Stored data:
■ ■ ■ ■ ■ ■ ■
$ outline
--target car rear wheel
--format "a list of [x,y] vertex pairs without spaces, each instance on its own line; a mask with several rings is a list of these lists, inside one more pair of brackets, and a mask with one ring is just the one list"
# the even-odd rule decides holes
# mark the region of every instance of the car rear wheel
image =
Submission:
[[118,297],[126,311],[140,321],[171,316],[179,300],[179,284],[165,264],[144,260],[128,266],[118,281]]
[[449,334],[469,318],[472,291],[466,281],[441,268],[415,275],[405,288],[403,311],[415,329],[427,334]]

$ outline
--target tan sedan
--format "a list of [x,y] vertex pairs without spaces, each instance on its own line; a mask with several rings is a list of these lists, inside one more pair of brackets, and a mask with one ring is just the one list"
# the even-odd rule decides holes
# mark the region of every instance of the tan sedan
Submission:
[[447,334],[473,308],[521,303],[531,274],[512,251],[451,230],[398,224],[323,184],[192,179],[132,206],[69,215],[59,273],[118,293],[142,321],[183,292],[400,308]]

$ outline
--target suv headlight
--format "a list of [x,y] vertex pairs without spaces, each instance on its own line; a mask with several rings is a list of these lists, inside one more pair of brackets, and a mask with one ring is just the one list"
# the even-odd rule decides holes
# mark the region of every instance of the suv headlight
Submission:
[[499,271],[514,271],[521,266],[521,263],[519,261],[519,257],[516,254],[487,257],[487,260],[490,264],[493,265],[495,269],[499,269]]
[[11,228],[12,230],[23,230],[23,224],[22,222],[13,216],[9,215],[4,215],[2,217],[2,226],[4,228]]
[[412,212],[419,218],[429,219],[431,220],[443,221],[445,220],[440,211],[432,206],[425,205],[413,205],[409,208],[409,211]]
■ ■ ■ ■ ■ ■ ■
Repeat the stored data above line for line, with no changes.

▶ [Solution to this exercise]:
$ outline
--target car rear wheel
--format "a list of [x,y] vertex pairs without spaces, each instance on its own line; a mask with several rings is a list of these lists, inside one more pair of brackets, and a mask with one ring is just the one list"
# the even-odd rule decides holes
# mark the region of every instance of the car rear wheel
image =
Submission:
[[118,297],[126,311],[140,321],[171,316],[179,300],[179,284],[165,264],[144,260],[128,266],[118,281]]
[[449,334],[469,318],[472,291],[466,281],[441,268],[415,275],[405,288],[403,311],[415,329],[427,334]]

$ outline
--target tan sedan
--format "a list of [x,y] vertex pairs without spaces, each instance on its own line; a mask with several rings is a list of these lists, inside one more pair of brackets, and a mask with one ring is just the one list"
# the even-odd rule decides holes
# mark the region of every instance of the tan sedan
Submission:
[[447,334],[473,308],[521,303],[531,274],[512,251],[451,230],[398,224],[323,184],[192,179],[132,206],[69,215],[59,273],[118,293],[142,321],[183,292],[400,308]]

$ outline
--target suv headlight
--format "a list of [x,y] vertex pairs without spaces, each instance on its own line; a mask with several rings is a list of these lists, inside one more pair of brackets, and a mask with one ring is just the one list"
# the even-odd rule decides holes
# mark the region of every instance of the suv headlight
Submission:
[[499,271],[514,271],[521,266],[521,263],[519,261],[519,257],[516,254],[487,257],[487,260],[490,264],[493,265],[495,269],[499,269]]
[[11,228],[12,230],[23,230],[23,224],[22,222],[13,216],[9,215],[4,215],[2,217],[2,226],[4,228]]
[[412,212],[419,218],[429,219],[431,220],[443,221],[445,220],[440,211],[432,206],[425,205],[413,205],[409,208],[409,211]]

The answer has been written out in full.